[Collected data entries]
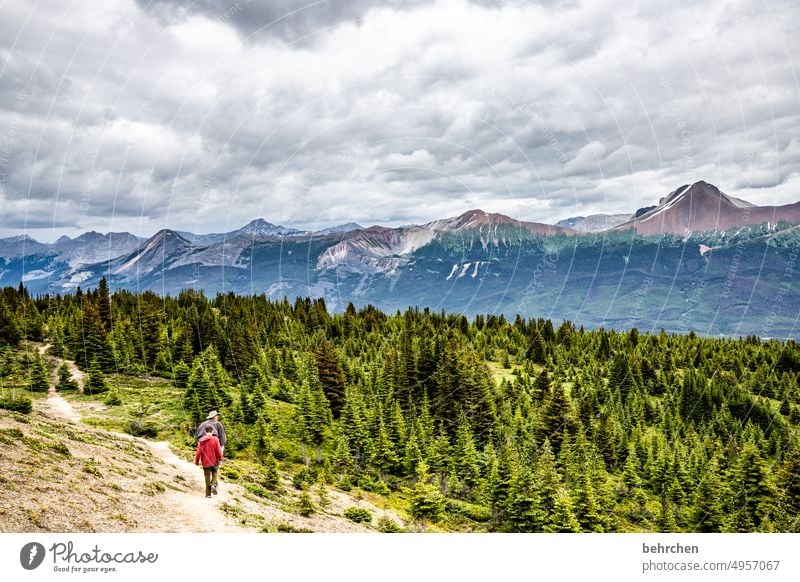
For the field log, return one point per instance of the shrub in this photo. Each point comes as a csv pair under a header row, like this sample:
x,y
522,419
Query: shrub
x,y
358,515
141,428
22,405
387,525
302,479
305,506
229,473
113,399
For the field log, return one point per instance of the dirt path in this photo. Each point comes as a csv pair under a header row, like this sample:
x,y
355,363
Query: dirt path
x,y
189,512
77,374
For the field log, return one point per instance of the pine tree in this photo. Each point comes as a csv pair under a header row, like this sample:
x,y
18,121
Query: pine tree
x,y
39,377
427,503
330,375
706,514
181,374
270,478
65,379
557,416
96,382
563,518
9,328
523,508
536,351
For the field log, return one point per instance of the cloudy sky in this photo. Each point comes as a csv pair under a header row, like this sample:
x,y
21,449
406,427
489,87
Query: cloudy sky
x,y
202,115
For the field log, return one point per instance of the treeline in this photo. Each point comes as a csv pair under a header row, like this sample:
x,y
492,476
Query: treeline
x,y
492,424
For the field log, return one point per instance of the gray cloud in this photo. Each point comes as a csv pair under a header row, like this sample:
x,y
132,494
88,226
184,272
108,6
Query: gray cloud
x,y
203,115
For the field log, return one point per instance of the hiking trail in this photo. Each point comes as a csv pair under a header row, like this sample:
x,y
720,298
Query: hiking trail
x,y
187,511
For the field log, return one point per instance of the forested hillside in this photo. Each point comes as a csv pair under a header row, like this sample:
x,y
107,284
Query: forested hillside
x,y
467,425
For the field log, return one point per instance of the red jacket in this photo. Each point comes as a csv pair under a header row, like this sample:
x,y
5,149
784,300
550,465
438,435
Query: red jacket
x,y
209,451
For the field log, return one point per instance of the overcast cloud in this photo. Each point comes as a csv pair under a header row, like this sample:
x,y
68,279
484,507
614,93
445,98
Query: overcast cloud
x,y
204,115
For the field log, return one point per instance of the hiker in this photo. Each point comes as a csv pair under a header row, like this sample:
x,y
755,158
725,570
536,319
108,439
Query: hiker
x,y
209,453
212,420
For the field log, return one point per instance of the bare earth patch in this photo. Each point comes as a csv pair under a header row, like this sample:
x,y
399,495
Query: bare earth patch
x,y
60,475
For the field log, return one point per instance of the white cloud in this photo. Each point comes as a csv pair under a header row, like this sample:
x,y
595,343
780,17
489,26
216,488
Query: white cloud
x,y
196,115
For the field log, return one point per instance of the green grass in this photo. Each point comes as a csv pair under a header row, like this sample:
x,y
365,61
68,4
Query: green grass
x,y
155,401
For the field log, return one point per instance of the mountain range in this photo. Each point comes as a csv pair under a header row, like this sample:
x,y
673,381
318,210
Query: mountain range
x,y
698,260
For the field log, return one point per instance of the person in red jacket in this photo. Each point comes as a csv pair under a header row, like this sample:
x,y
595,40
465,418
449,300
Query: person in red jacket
x,y
209,453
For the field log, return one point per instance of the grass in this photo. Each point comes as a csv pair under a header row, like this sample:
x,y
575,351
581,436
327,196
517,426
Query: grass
x,y
154,402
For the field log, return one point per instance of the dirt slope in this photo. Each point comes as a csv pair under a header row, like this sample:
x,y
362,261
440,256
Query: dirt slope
x,y
64,476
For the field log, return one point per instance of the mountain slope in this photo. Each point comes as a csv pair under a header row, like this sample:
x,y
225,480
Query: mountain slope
x,y
702,207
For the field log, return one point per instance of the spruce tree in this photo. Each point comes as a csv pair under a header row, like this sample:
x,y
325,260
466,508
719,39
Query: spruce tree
x,y
39,376
96,382
65,380
427,503
563,518
706,514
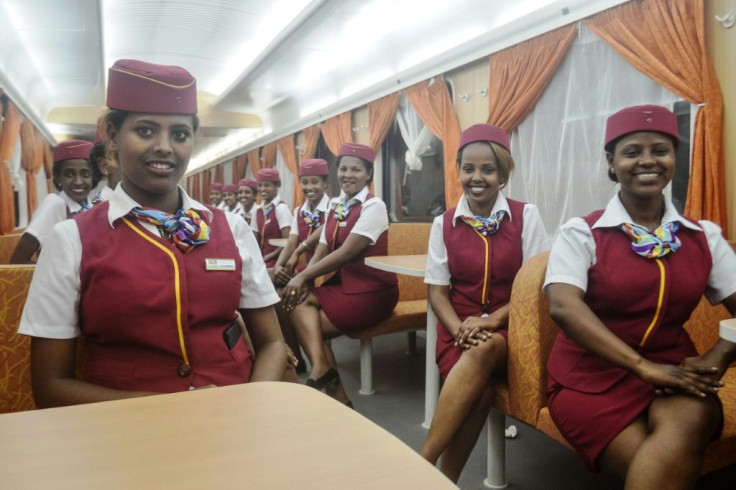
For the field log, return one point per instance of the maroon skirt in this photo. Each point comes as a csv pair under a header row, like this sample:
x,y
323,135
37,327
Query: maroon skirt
x,y
590,421
353,312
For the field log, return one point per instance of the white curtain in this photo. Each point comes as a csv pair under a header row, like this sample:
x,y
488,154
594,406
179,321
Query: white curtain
x,y
414,133
558,149
287,180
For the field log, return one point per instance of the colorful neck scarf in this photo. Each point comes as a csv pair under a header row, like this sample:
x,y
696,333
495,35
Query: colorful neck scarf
x,y
343,209
655,243
267,208
486,226
186,228
311,219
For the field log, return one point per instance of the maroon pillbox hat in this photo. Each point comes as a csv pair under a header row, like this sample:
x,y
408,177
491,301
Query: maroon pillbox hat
x,y
357,150
268,175
71,149
313,166
137,86
641,118
485,132
248,183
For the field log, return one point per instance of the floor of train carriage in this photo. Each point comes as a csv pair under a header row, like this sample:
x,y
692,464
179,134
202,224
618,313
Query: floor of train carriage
x,y
533,460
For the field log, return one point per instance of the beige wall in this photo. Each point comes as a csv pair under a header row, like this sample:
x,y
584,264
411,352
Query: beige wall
x,y
721,44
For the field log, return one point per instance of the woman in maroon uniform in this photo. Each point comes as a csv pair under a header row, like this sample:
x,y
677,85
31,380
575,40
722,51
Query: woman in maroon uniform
x,y
357,296
626,386
308,219
475,251
151,278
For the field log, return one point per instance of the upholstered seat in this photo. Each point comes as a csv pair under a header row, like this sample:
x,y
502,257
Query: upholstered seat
x,y
15,355
532,333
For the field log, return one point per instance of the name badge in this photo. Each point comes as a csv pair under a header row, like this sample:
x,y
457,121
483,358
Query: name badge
x,y
219,264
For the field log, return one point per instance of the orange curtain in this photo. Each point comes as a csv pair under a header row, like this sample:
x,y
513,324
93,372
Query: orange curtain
x,y
8,140
311,138
665,39
431,100
48,167
239,168
219,174
338,130
288,153
381,115
31,161
520,74
254,162
206,181
268,155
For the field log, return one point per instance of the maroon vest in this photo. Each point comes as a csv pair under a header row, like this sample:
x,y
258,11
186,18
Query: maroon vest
x,y
482,269
356,277
305,231
129,313
268,227
623,291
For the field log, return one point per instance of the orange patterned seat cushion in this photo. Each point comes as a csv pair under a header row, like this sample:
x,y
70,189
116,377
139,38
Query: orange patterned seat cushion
x,y
15,356
532,333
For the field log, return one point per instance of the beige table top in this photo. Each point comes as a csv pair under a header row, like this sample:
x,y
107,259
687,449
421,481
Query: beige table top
x,y
278,242
256,436
411,265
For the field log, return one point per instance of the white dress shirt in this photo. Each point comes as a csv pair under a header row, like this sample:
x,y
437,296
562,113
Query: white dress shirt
x,y
533,237
51,211
373,219
51,310
574,249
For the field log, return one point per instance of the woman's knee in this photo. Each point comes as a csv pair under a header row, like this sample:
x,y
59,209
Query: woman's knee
x,y
688,420
489,352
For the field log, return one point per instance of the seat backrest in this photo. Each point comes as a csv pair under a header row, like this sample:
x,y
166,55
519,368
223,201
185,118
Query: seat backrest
x,y
15,352
7,247
531,335
409,239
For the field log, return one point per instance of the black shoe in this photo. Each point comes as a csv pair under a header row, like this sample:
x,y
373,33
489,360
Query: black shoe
x,y
319,384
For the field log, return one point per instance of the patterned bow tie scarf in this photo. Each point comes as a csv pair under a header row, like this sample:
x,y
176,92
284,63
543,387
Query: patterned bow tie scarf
x,y
343,209
186,228
486,226
655,243
311,219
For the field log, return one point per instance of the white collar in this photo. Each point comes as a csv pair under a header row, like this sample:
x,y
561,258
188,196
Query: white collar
x,y
121,204
360,196
615,214
463,208
73,205
275,201
321,205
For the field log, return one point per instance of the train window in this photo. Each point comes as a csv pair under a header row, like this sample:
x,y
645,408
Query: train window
x,y
413,181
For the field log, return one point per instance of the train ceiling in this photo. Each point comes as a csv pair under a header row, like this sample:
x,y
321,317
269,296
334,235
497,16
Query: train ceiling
x,y
264,68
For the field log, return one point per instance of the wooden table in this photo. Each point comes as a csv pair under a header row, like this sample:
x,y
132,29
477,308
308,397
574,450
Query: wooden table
x,y
278,242
255,436
415,265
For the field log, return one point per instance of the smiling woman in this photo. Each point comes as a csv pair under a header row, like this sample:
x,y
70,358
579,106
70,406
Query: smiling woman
x,y
183,269
73,176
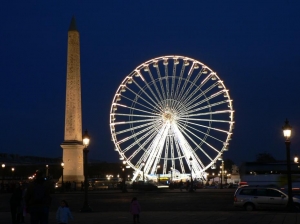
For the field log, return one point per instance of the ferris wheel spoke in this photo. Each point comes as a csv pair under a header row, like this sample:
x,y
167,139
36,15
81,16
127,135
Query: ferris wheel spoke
x,y
140,110
156,106
155,86
186,81
179,81
172,152
151,148
192,140
150,133
135,102
136,134
208,113
204,107
179,155
205,100
166,156
157,102
210,120
132,122
186,148
203,93
166,77
135,115
182,128
204,133
191,86
156,146
142,146
137,127
204,126
160,81
196,90
173,79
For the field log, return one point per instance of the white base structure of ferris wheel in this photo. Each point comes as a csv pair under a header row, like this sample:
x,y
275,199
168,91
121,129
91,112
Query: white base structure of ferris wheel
x,y
171,113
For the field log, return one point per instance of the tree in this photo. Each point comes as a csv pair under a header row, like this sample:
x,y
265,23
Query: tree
x,y
265,158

* What you will do
Repeat the lines of the records starting at the line that contains "the tree in" and ending at the end of the records, with both ends included.

* Problem solution
For the field log, return one point per instance of the tree in this photo. Each point comes as a csv pair under a header row, like this sample:
x,y
265,23
Query: tree
x,y
265,158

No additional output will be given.